* What is required *
The answer required is how many lines of the following entries contain the word "background", with no other words.

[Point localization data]
|---|

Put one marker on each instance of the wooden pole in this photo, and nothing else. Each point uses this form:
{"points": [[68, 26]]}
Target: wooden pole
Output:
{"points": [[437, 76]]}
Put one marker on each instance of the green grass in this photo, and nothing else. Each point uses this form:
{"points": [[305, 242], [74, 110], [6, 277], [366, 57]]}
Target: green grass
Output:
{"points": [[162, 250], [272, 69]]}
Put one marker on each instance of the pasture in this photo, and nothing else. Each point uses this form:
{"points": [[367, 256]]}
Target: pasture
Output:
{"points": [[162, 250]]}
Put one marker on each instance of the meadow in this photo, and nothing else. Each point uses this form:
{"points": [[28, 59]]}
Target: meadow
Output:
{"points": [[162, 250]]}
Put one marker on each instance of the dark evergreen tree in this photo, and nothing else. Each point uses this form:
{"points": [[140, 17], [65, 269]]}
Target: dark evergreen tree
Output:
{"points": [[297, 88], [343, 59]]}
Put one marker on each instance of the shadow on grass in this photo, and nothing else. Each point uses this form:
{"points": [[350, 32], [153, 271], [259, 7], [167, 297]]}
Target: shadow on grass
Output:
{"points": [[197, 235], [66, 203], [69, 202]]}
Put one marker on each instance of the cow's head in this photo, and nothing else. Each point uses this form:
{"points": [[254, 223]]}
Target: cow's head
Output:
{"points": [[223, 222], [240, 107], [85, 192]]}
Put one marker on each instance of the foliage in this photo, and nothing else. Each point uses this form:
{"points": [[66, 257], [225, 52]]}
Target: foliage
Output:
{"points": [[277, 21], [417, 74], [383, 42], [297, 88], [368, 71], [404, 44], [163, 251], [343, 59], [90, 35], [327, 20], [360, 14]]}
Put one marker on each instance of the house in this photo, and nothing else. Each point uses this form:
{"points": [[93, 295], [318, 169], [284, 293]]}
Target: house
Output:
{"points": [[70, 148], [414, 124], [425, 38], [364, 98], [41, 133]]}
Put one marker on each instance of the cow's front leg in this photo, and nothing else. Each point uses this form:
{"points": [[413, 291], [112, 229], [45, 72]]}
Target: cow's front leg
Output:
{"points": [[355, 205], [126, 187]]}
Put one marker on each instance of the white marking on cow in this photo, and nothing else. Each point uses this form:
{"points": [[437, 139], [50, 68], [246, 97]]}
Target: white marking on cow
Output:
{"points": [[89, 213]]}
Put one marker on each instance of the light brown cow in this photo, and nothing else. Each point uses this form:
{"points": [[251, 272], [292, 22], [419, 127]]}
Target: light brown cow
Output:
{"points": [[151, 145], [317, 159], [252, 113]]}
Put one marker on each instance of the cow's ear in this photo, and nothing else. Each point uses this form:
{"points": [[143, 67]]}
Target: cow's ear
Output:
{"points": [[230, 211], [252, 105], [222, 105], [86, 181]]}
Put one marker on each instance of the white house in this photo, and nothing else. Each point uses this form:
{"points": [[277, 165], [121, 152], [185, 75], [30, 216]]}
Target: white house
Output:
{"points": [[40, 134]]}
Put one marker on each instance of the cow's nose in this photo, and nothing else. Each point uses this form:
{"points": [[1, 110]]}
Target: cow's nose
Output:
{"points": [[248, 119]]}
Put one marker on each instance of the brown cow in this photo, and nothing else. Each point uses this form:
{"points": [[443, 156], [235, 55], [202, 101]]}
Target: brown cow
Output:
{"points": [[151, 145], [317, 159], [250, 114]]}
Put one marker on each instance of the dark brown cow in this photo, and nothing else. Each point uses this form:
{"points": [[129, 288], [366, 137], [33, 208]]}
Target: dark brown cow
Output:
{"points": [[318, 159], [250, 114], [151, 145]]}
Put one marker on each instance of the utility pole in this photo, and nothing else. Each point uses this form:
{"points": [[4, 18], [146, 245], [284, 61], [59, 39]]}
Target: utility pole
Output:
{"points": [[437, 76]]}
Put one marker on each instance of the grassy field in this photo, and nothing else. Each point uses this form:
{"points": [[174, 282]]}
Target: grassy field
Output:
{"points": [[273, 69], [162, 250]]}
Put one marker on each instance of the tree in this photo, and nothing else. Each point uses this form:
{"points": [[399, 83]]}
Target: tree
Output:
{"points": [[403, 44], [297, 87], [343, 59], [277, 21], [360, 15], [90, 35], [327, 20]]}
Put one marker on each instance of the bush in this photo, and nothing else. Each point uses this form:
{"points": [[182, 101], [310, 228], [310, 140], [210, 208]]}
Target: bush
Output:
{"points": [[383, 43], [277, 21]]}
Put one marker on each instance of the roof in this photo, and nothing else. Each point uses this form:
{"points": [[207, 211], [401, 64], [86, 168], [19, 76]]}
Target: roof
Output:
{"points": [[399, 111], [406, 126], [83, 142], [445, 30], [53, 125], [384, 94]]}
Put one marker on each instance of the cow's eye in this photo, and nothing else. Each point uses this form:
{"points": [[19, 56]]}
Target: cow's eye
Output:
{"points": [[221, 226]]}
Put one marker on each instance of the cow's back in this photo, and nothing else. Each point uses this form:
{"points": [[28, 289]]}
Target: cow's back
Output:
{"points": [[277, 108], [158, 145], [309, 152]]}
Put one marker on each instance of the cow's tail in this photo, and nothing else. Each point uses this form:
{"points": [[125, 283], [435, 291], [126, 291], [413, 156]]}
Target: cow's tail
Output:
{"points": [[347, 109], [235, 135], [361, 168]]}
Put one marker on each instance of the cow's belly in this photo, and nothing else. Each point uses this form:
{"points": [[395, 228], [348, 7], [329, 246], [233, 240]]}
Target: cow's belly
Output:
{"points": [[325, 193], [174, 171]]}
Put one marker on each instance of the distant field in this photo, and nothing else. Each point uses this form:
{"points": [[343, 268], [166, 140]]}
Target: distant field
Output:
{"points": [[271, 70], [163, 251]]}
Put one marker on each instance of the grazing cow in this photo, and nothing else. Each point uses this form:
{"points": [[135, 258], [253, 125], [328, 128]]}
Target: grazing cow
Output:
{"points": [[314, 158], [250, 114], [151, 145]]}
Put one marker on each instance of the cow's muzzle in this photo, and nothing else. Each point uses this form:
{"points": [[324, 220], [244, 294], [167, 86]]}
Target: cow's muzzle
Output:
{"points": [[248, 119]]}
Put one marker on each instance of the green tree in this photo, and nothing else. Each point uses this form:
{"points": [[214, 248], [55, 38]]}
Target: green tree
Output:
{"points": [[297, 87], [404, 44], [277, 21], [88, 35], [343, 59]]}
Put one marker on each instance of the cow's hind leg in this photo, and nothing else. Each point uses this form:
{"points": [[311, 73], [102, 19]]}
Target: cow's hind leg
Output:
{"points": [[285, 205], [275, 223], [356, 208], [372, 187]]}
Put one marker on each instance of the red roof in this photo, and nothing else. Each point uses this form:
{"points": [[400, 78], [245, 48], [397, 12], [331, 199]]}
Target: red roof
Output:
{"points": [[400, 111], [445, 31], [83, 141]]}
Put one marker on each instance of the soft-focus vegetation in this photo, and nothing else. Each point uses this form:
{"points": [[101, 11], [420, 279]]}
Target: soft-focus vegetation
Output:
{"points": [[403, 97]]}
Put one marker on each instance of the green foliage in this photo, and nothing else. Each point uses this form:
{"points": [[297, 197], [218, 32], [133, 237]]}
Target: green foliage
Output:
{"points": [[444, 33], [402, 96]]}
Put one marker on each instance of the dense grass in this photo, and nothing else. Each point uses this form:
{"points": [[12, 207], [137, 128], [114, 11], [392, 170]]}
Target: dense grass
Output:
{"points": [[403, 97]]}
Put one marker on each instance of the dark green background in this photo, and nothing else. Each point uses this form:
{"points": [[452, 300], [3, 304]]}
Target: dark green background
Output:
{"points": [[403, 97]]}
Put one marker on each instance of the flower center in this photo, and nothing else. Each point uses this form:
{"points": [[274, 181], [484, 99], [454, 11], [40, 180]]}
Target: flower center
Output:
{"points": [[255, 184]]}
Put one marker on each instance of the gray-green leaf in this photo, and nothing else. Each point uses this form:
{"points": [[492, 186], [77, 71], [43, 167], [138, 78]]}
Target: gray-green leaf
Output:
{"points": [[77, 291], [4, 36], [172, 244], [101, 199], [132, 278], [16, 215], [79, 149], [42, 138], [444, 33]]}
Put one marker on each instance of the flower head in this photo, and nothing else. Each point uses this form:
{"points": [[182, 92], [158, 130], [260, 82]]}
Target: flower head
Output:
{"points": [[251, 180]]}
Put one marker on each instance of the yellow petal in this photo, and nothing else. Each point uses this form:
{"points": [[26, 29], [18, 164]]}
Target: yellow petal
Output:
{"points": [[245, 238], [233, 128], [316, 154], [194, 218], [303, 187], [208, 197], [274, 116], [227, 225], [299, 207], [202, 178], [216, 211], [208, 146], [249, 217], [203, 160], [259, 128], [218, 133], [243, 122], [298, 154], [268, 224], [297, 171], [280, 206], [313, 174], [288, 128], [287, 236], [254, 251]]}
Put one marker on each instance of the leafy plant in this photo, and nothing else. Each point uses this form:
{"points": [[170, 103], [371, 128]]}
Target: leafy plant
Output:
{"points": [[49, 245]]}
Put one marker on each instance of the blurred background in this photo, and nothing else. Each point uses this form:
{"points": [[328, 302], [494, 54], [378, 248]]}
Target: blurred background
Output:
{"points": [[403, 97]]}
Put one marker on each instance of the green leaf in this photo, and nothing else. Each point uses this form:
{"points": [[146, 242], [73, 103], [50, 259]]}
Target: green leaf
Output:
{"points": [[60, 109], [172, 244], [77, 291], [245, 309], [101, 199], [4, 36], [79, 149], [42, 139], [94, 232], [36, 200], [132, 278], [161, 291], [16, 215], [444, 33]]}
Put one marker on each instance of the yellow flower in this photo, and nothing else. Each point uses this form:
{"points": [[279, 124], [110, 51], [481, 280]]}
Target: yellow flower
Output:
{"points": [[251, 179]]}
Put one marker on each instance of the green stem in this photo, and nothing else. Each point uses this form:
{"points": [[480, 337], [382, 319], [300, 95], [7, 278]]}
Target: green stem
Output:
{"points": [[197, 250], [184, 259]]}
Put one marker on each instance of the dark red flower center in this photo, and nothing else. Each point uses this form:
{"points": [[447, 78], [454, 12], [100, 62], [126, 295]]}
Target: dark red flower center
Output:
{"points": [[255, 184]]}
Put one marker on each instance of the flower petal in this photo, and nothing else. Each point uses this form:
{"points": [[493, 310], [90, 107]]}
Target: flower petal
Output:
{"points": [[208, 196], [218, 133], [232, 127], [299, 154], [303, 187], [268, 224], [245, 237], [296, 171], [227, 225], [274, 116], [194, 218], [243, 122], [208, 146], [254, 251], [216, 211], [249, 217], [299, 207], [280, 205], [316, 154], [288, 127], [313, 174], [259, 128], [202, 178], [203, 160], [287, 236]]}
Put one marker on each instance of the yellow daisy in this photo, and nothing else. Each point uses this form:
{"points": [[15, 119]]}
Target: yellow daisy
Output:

|---|

* Solution for this task *
4